**WHAT IS REQUIRED:** Reproduce the records below exactly as they appear.

**DATA FOR PROCESSING:**
************

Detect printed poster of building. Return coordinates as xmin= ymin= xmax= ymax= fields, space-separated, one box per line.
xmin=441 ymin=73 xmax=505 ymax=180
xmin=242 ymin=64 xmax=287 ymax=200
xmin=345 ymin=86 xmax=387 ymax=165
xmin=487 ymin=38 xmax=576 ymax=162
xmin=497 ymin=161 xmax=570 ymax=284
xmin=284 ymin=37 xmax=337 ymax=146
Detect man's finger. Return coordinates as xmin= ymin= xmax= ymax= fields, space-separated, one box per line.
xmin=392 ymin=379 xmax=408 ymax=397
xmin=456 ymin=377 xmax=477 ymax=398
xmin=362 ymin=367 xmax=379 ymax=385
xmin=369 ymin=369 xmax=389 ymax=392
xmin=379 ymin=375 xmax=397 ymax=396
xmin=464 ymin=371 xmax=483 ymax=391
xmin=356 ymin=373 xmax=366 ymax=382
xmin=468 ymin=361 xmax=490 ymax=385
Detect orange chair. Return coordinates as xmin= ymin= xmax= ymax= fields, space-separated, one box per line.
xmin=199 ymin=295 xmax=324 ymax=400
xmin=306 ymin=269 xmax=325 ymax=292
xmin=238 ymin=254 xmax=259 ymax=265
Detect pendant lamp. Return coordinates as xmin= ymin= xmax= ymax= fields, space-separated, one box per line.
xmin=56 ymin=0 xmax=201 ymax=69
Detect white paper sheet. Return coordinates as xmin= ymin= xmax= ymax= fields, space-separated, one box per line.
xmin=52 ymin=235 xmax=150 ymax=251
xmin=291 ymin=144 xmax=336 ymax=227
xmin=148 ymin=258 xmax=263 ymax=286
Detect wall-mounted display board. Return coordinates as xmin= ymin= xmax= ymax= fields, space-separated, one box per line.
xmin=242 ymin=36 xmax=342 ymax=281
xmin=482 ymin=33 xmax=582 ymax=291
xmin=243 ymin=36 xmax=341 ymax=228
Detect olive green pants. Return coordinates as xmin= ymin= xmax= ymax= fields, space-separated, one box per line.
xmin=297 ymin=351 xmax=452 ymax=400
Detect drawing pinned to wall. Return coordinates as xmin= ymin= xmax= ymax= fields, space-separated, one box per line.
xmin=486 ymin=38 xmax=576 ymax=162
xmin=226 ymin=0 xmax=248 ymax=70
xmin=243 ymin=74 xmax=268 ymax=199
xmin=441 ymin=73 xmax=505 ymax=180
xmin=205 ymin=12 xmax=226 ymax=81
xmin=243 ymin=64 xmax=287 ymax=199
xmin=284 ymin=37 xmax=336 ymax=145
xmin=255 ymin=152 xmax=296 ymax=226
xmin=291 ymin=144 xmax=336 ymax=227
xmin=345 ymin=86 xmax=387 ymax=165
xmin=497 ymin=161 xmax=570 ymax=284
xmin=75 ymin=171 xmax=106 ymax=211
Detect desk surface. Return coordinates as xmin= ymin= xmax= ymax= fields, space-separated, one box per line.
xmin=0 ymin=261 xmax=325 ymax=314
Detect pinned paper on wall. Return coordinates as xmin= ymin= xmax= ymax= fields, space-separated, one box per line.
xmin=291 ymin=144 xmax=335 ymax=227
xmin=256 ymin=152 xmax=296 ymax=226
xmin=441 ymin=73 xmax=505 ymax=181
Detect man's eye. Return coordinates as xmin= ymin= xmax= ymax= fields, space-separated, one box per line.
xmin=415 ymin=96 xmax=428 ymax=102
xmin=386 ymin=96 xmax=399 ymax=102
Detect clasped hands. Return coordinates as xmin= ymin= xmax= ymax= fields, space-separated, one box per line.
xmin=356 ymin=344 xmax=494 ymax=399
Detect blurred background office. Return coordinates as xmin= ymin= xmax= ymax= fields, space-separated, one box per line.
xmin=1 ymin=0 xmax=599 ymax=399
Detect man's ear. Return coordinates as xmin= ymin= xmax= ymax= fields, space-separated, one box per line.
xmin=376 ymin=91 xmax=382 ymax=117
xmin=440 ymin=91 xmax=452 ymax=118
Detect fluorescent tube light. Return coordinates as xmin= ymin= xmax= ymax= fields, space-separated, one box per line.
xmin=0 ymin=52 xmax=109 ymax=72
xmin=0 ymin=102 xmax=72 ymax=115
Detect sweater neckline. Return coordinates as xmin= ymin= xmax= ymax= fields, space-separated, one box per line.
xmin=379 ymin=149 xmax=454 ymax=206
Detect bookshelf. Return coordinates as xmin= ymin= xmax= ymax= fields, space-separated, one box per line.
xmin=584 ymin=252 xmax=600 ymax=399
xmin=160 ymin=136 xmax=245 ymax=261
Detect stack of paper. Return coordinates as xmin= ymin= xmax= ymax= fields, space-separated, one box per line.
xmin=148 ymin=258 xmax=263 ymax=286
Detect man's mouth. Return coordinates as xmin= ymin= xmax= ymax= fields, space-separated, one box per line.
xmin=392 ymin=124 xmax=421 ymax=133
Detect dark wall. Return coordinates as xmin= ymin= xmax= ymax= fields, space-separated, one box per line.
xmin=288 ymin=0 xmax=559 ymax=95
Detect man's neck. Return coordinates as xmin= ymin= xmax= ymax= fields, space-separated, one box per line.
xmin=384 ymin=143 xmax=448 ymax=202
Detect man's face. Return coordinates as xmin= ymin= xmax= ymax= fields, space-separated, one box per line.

************

**ANSWER SPACE:**
Detect printed poster of building. Return coordinates as xmin= ymin= xmax= ymax= fields, space-separated, one box per line.
xmin=441 ymin=73 xmax=505 ymax=180
xmin=242 ymin=64 xmax=287 ymax=200
xmin=345 ymin=86 xmax=387 ymax=165
xmin=487 ymin=38 xmax=576 ymax=162
xmin=497 ymin=161 xmax=570 ymax=284
xmin=284 ymin=37 xmax=337 ymax=146
Detect man's finger. Return coordinates as xmin= ymin= xmax= ymax= fields, space-separated, one box per line.
xmin=392 ymin=379 xmax=408 ymax=397
xmin=456 ymin=377 xmax=477 ymax=398
xmin=362 ymin=367 xmax=379 ymax=385
xmin=369 ymin=369 xmax=389 ymax=392
xmin=379 ymin=375 xmax=397 ymax=396
xmin=464 ymin=371 xmax=483 ymax=391
xmin=356 ymin=373 xmax=366 ymax=382
xmin=468 ymin=361 xmax=490 ymax=385
Detect orange chair. Return coordinates as xmin= ymin= xmax= ymax= fields, space-separated, one box per line.
xmin=199 ymin=295 xmax=324 ymax=400
xmin=306 ymin=269 xmax=325 ymax=292
xmin=238 ymin=254 xmax=259 ymax=265
Detect pendant lamp. Return coordinates as xmin= ymin= xmax= ymax= fields, space-separated, one box per line.
xmin=56 ymin=0 xmax=201 ymax=69
Detect white paper sheet. Return coordinates as xmin= ymin= xmax= ymax= fields, space-separated, one box per line.
xmin=52 ymin=235 xmax=150 ymax=251
xmin=291 ymin=144 xmax=336 ymax=227
xmin=148 ymin=258 xmax=263 ymax=286
Detect wall-mounted display board. Return coordinates as xmin= ymin= xmax= ymax= fields, space-separated, one box per line.
xmin=242 ymin=36 xmax=342 ymax=281
xmin=482 ymin=33 xmax=582 ymax=291
xmin=243 ymin=36 xmax=341 ymax=228
Detect olive green pants. Return coordinates as xmin= ymin= xmax= ymax= fields, space-separated, one box per line.
xmin=297 ymin=351 xmax=452 ymax=400
Detect drawing pinned to wall. Return coordinates as xmin= ymin= xmax= ymax= fields, space-separated, one box per line.
xmin=486 ymin=38 xmax=576 ymax=162
xmin=226 ymin=0 xmax=248 ymax=70
xmin=243 ymin=74 xmax=268 ymax=199
xmin=441 ymin=73 xmax=505 ymax=180
xmin=205 ymin=12 xmax=226 ymax=81
xmin=243 ymin=64 xmax=287 ymax=199
xmin=284 ymin=37 xmax=336 ymax=145
xmin=255 ymin=152 xmax=296 ymax=226
xmin=291 ymin=144 xmax=336 ymax=227
xmin=345 ymin=86 xmax=387 ymax=165
xmin=497 ymin=161 xmax=570 ymax=284
xmin=75 ymin=171 xmax=106 ymax=211
Detect desk surface. Return coordinates as xmin= ymin= xmax= ymax= fields, space-separated, one box per line.
xmin=0 ymin=261 xmax=325 ymax=314
Detect pinned paper on wall. Return coordinates as xmin= ymin= xmax= ymax= fields, space-separated, one box per line.
xmin=291 ymin=144 xmax=335 ymax=227
xmin=256 ymin=152 xmax=296 ymax=226
xmin=441 ymin=73 xmax=505 ymax=181
Detect man's eye. Return coordinates as xmin= ymin= xmax= ymax= fields, space-separated, one box per line.
xmin=415 ymin=96 xmax=428 ymax=102
xmin=386 ymin=96 xmax=399 ymax=102
Detect clasped hands. Return coordinates as xmin= ymin= xmax= ymax= fields, space-separated, one box per line.
xmin=356 ymin=344 xmax=494 ymax=399
Detect blurred background office. Return coordinates as xmin= ymin= xmax= ymax= fields, space-separated, one box per line.
xmin=1 ymin=0 xmax=599 ymax=399
Detect man's ear. Return coordinates as xmin= ymin= xmax= ymax= fields, space-separated, one box per line.
xmin=376 ymin=91 xmax=382 ymax=117
xmin=440 ymin=91 xmax=452 ymax=118
Detect fluorescent tube light. Return coordinates as xmin= ymin= xmax= ymax= fields, space-separated, one box per line.
xmin=0 ymin=52 xmax=109 ymax=72
xmin=0 ymin=102 xmax=72 ymax=115
Detect sweater neckline. Return coordinates as xmin= ymin= xmax= ymax= fields, space-separated, one box per line.
xmin=379 ymin=149 xmax=454 ymax=206
Detect bookshelf. Return coordinates as xmin= ymin= xmax= ymax= fields, space-separated, one box per line.
xmin=584 ymin=252 xmax=600 ymax=399
xmin=160 ymin=136 xmax=245 ymax=261
Detect stack of paper. Return coordinates as xmin= ymin= xmax= ymax= fields, space-separated, one box per line.
xmin=148 ymin=258 xmax=263 ymax=286
Detect man's mouth. Return coordinates as xmin= ymin= xmax= ymax= fields, space-separated, one box per line.
xmin=392 ymin=124 xmax=421 ymax=133
Detect dark wall. Return coordinates as xmin= ymin= xmax= ymax= fields, space-separated, one box per line.
xmin=288 ymin=0 xmax=559 ymax=95
Detect man's neck. Return coordinates as xmin= ymin= xmax= ymax= fields, space-separated, one box per line.
xmin=384 ymin=143 xmax=448 ymax=202
Detect man's face. Return coordinates as xmin= ymin= xmax= ymax= fields, space-separated, one box per line.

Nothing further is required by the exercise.